Point annotation records
───

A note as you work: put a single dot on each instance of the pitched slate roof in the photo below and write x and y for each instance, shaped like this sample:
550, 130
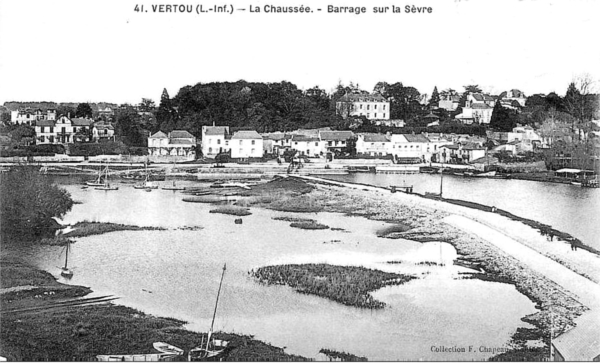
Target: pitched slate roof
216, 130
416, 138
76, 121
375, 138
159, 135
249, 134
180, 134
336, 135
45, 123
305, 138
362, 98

───

__Exercise prompt__
Edit the records above so that every "pitched slate roof" reads "gabled tile roof" and everything else stays the same. Omit the pictures from your answer.

__Output of the task__
A note as you work: put a single dot on each instance of the gabled tile roof in the photo below and write x and y for each instance, shaped like this sample:
550, 130
Target: gabled tile roof
216, 130
416, 138
76, 121
375, 138
159, 135
249, 134
180, 134
336, 135
45, 123
305, 138
362, 98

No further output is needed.